BEGIN

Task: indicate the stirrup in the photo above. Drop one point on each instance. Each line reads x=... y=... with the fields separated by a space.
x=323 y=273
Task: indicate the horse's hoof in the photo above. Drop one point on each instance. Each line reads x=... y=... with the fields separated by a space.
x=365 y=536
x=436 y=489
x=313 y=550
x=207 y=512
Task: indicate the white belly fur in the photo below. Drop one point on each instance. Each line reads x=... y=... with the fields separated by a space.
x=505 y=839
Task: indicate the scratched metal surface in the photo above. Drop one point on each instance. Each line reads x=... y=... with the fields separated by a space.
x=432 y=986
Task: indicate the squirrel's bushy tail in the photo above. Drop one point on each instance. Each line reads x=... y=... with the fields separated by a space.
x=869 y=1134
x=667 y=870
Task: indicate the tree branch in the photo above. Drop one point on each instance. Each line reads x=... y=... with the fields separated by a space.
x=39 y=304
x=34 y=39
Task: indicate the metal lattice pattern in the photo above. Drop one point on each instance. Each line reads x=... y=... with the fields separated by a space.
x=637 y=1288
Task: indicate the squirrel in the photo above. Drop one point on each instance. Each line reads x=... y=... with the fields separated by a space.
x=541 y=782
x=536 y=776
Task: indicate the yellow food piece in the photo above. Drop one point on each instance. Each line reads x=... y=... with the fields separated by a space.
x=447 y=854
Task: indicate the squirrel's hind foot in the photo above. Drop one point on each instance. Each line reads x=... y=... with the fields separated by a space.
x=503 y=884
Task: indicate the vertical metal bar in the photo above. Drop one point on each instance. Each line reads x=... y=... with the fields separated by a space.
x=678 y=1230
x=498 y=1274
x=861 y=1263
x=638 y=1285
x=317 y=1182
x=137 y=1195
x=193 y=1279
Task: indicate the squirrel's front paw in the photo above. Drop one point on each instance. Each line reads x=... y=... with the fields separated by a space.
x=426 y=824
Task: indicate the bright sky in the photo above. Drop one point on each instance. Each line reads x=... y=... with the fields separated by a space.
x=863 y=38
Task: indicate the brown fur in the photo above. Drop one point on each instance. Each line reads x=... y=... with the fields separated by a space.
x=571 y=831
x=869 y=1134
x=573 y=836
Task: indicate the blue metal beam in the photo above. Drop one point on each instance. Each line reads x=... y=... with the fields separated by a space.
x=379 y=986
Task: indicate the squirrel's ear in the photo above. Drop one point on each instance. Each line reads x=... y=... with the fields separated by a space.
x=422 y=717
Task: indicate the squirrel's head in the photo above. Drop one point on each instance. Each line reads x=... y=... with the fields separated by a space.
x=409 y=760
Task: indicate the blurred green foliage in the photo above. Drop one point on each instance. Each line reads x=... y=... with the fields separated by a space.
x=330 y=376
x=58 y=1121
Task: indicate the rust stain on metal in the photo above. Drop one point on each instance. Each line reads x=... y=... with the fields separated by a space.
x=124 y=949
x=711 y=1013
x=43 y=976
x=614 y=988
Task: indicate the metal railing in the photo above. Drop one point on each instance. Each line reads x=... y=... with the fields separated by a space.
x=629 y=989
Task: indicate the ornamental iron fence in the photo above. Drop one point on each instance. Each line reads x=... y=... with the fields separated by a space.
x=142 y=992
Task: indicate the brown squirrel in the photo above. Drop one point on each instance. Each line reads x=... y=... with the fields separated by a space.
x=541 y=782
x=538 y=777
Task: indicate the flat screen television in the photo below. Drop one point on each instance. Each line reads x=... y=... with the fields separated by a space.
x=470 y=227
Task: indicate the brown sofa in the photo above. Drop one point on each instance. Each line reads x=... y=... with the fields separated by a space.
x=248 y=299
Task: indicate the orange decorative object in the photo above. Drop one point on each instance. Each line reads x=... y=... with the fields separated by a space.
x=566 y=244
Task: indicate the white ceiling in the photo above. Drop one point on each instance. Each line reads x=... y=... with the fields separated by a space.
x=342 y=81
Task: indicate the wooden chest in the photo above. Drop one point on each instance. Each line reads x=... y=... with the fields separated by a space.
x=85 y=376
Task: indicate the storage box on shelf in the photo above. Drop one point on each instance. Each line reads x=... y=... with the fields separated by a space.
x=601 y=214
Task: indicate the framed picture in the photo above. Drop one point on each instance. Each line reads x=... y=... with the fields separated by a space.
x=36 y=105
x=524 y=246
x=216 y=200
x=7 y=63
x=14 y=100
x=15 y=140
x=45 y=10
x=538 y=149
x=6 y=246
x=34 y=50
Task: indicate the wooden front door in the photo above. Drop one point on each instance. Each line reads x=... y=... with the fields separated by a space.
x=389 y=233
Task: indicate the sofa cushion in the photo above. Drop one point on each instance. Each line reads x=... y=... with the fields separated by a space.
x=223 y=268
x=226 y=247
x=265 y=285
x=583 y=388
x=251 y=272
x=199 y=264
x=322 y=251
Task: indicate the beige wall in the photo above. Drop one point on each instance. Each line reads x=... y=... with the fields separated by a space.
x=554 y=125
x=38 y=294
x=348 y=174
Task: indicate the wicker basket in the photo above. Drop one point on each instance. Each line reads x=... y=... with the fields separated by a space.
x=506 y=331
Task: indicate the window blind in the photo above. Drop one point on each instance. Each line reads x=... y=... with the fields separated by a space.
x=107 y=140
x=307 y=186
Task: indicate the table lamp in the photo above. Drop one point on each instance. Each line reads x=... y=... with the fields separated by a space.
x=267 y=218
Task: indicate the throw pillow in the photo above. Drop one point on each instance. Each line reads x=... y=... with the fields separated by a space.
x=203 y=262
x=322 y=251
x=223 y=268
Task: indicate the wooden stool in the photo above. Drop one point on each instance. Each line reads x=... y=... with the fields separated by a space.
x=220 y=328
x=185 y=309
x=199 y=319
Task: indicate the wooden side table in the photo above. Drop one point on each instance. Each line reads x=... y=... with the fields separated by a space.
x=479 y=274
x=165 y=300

END

- [WHAT THE EXERCISE ASKS] Everything in the material above should be output exactly.

- [RESPONSE TO THIS TASK]
Task: indicate the stirrup in the photo above. Drop one point on each instance. Each line reads x=... y=... with the fields separated by a space.
x=323 y=273
Task: indicate the horse's hoof in the photo above. Drop one point on each instance. Each line reads x=... y=... with the fields separated by a space.
x=365 y=536
x=436 y=489
x=313 y=550
x=207 y=512
Task: indicate the white belly fur in the photo below. Drop one point on each instance. Each line reads x=... y=... with the fields separated by a space.
x=505 y=839
Task: indicate the scratched metal surface in the photo above. Drop one point on each instance. Each line reads x=... y=... with the fields separated by a space.
x=432 y=986
Task: indicate the squirrel's bushy tail in the photo above. Drop one point on each instance. Each line reads x=... y=... with the fields separated by a space.
x=869 y=1134
x=667 y=870
Task: indicate the tree branch in the photo above. Drop one point on each instance. Each line reads x=... y=... with the fields separated by a space.
x=39 y=304
x=34 y=39
Task: indicate the metal lattice pattern in the photo above. Drop one point on each instance. Each line reads x=... y=... with the fields separated by a space.
x=637 y=1288
Task: indicate the squirrel in the photo above. Drop one point on each instance. Each line reads x=... y=... with the fields separated by a space.
x=541 y=782
x=536 y=776
Task: indicate the yellow food piece in the photo above. Drop one point on each instance. Each line reads x=... y=... with the fields separated by a space.
x=447 y=854
Task: indicate the squirrel's hind foot in the photo above. Drop one point on each instance. Each line reads x=... y=... with the fields separated by a space.
x=503 y=884
Task: indicate the vertical metal bar in the photo above. Drop one point on each instance. Each line reads x=... y=... with the fields separated by a space.
x=678 y=1230
x=498 y=1274
x=861 y=1263
x=638 y=1285
x=317 y=1182
x=137 y=1195
x=193 y=1279
Task: indicate the squirrel's front paw in the photo above. Drop one point on each instance. Each line reads x=... y=... with the fields separated by a space.
x=426 y=824
Task: indicate the bright sky in the photo above. Drop one point on each instance. Each line reads x=... y=... with the fields separated by a space.
x=863 y=38
Task: indicate the brown fur in the photo above. Drop one point on each instance. Each line reads x=... y=... with the fields separated by a space.
x=571 y=831
x=869 y=1134
x=573 y=836
Task: indicate the blue metal beam in the photo above. Drop one point on each instance. Each line reads x=... y=... with the fields separated by a space.
x=379 y=986
Task: indicate the squirrel's ear in the photo above. Drop one point on each instance. Each line reads x=... y=... with the fields separated by a space.
x=422 y=717
Task: indicate the squirrel's head in the photo above. Drop one point on each instance. Each line reads x=... y=... with the fields separated by a space.
x=409 y=760
Task: indicate the blurred green foliage in the photo above. Drop one point on each instance. Each line reads x=... y=... with the fields separated by a space.
x=330 y=376
x=58 y=1121
Task: indicate the rust stain on metal in the photo above. Drop one point on each instance. Each line reads x=... y=... with the fields separated by a space.
x=124 y=949
x=711 y=1013
x=43 y=976
x=614 y=988
Task: indicate the metal railing in the photo above. Drop one point on each instance. Each line reads x=... y=... with the fields separated by a space.
x=629 y=989
Task: indicate the ornamental iron fence in the photo above. Drop one point on each instance. Each line reads x=... y=... with the fields separated by a space.
x=142 y=992
Task: indicate the brown squirrel in the photo above. Drop one point on each instance. Each line reads x=... y=... with the fields separated by a space.
x=541 y=782
x=538 y=777
Task: indicate the flat screen television in the photo below. Drop one point on each instance. Each line reads x=... y=... with the fields separated by a space.
x=470 y=227
Task: indicate the brown sofa in the photo above. Drop one point on each instance. Each line reads x=... y=... with the fields separated by a space.
x=248 y=299
Task: indicate the orange decorative object in the photo above. Drop one point on each instance. Each line reads x=... y=... with the fields separated by a space.
x=566 y=244
Task: indicate the white ceiling in the photo above. Drop one point on each instance. Each line reads x=... y=... with the fields separated by a space.
x=342 y=81
Task: indicate the wooden chest in the photo above. Drop one point on each instance. Each line reads x=... y=... with the fields separated by a space.
x=85 y=376
Task: indicate the storage box on shelf in the photo above. Drop one point on each instance. Each line reads x=... y=... with the fields separated by a space.
x=601 y=214
Task: indicate the framed picture in the photo above. Drop one point on each instance. Each line reads x=... y=... with the fields separated by a space.
x=36 y=105
x=524 y=246
x=216 y=200
x=7 y=63
x=14 y=100
x=15 y=140
x=45 y=10
x=538 y=149
x=6 y=246
x=34 y=50
Task: indicate the wooden front door in the photo above. Drop one point on each instance. Each line reads x=... y=... with the fields separated by a space.
x=389 y=233
Task: indicate the sofa cushion in the photo above. Drop one point on each instance. Each line reads x=... y=... with the fields separated by a space.
x=223 y=268
x=226 y=247
x=265 y=285
x=583 y=388
x=251 y=272
x=199 y=264
x=322 y=251
Task: indicate the beige wall in the photo above. Drop one point on each instance. Each line reads x=... y=... with the fields separated by a space.
x=554 y=125
x=38 y=294
x=348 y=174
Task: indicate the wicker basket in the photo above. Drop one point on each instance. Each line reads x=... y=... with the fields separated by a space.
x=506 y=331
Task: indicate the window blind in the photo above. Drop one point on each instance. Each line reads x=... y=... with the fields separated by a space.
x=107 y=140
x=307 y=186
Task: indicate the table lamp in the photo above. Drop one point on each instance. Each line reads x=... y=... with the fields separated by a space.
x=267 y=218
Task: indicate the throw pillow in the photo above. Drop one point on each instance. Each line reads x=... y=... with the fields separated by a space.
x=203 y=262
x=322 y=251
x=223 y=268
Task: indicate the wooden stool in the photo above. Drop one point on each instance. Each line reads x=... y=... with the fields separated by a space.
x=220 y=328
x=185 y=309
x=199 y=319
Task: indicate the wooden side table in the photo above. Drop one point on each instance. Each line reads x=... y=... with the fields separated by a space.
x=479 y=274
x=165 y=300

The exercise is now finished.